DIRECTIONS FOR THIS TASK: Give again, word for word, the lines below that run from the line with "Where can you find the dark" through the line with "Where can you find the puppy's hind". Drop the pictures.

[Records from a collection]
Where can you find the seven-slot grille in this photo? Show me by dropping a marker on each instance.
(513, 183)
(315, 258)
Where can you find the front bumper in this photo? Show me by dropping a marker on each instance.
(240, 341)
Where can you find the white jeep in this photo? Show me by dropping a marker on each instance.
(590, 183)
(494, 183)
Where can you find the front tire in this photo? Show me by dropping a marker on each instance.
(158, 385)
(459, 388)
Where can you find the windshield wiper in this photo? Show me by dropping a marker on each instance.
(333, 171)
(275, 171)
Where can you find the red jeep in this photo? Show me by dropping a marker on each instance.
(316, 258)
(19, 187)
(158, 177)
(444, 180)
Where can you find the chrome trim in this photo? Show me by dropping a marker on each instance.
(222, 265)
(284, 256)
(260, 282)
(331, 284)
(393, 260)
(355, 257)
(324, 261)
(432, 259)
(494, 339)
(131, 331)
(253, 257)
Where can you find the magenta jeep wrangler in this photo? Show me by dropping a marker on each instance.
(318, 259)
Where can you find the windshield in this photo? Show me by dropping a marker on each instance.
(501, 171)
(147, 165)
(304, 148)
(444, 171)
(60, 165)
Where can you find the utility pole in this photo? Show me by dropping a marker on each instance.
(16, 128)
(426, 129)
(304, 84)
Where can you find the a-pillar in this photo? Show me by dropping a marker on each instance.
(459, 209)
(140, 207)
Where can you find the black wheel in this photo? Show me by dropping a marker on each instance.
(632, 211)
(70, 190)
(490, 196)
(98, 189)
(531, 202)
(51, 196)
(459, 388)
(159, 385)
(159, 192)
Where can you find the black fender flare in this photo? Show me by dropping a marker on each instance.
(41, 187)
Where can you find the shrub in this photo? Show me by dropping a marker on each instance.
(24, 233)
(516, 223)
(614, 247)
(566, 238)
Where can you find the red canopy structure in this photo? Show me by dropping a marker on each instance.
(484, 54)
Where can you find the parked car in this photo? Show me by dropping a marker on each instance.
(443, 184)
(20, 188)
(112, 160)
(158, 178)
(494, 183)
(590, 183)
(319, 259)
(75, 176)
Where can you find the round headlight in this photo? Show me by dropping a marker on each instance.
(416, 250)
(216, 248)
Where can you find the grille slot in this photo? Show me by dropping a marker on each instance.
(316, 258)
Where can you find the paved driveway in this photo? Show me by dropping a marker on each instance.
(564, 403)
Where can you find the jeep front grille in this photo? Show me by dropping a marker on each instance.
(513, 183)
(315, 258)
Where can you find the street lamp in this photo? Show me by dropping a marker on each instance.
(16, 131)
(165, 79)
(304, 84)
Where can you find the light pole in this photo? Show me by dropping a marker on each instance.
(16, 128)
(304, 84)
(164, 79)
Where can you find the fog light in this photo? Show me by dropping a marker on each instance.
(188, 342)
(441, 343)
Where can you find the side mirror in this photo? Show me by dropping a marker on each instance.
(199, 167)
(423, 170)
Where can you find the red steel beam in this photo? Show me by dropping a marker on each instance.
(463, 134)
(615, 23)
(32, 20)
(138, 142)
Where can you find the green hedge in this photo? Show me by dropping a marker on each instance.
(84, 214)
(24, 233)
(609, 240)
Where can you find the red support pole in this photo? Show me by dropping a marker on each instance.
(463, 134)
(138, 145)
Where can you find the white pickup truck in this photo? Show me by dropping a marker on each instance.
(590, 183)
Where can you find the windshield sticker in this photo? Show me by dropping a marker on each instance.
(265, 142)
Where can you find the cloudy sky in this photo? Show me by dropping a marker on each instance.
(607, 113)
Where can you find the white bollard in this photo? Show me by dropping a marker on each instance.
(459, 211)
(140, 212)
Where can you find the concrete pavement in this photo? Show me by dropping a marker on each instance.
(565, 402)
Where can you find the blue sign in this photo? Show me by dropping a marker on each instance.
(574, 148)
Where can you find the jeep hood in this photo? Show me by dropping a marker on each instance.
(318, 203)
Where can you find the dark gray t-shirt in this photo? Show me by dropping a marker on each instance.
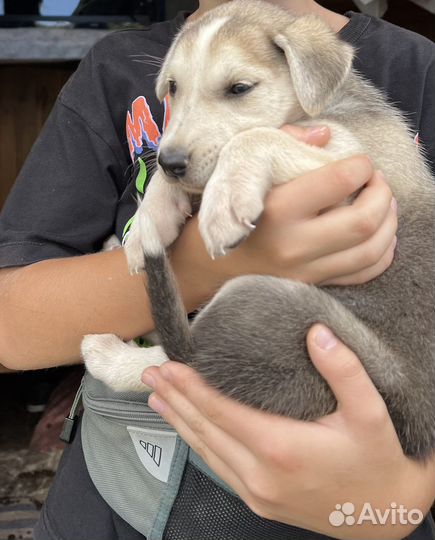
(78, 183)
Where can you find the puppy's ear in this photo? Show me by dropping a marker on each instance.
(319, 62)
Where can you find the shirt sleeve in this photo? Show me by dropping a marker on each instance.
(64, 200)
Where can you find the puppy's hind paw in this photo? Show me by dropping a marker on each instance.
--
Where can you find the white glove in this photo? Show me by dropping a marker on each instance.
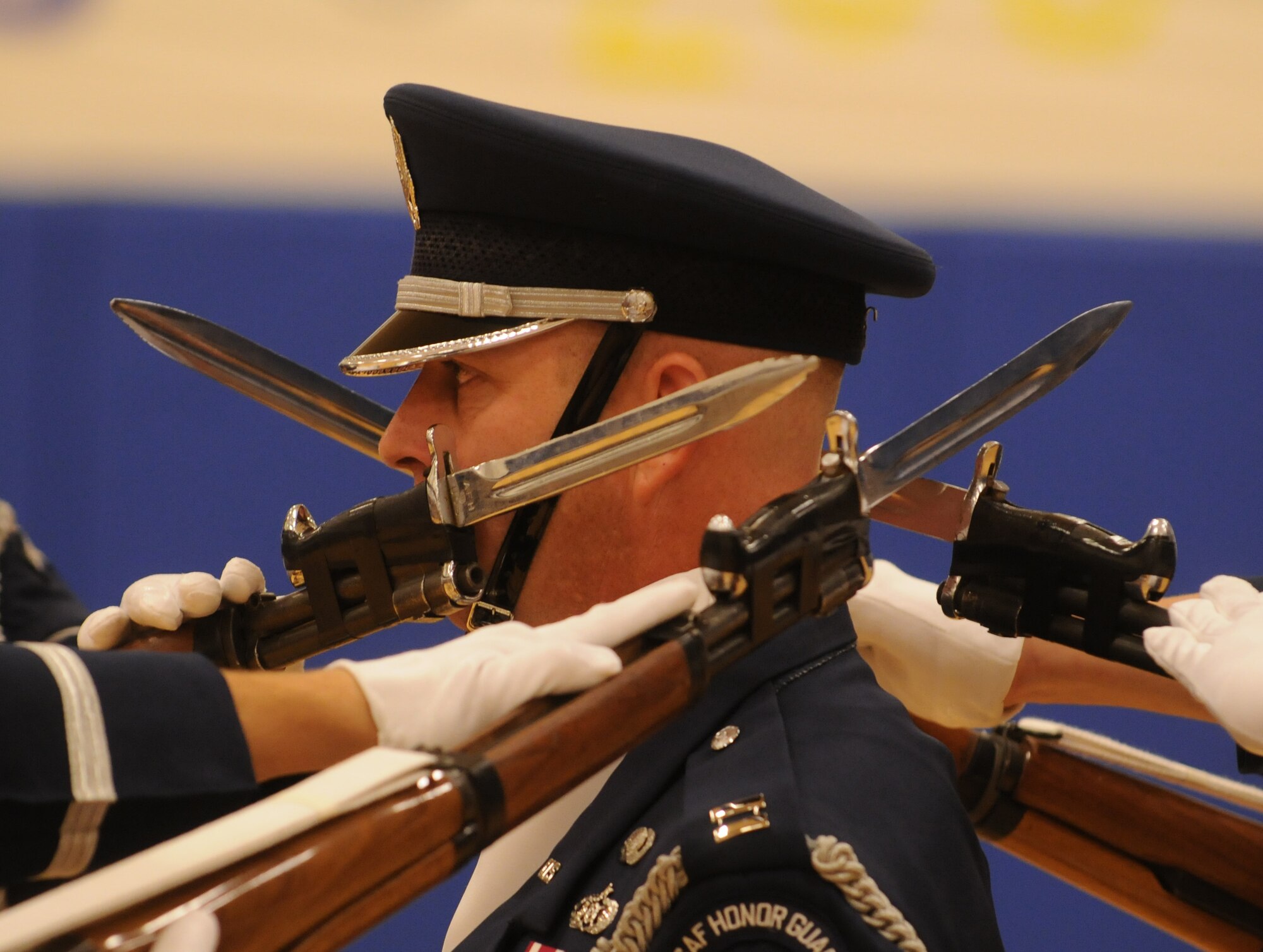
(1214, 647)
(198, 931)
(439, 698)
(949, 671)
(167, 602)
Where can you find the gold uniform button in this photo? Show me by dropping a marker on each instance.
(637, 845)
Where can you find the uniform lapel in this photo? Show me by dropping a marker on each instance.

EXERCISE ANSWER:
Where can you find the dark gray t-shirt in this photo? Show me by dropping a marker on each instance.
(78, 183)
Where can you find the puppy's ear in this photo? Show me by dropping a marker on each instance.
(319, 62)
Where can you find the shirt sleeve in this photo? Show me by dropping a marker on each instance.
(64, 200)
Where can you find the puppy's hind paw in this photo? Show me by dropping a marker on each instance.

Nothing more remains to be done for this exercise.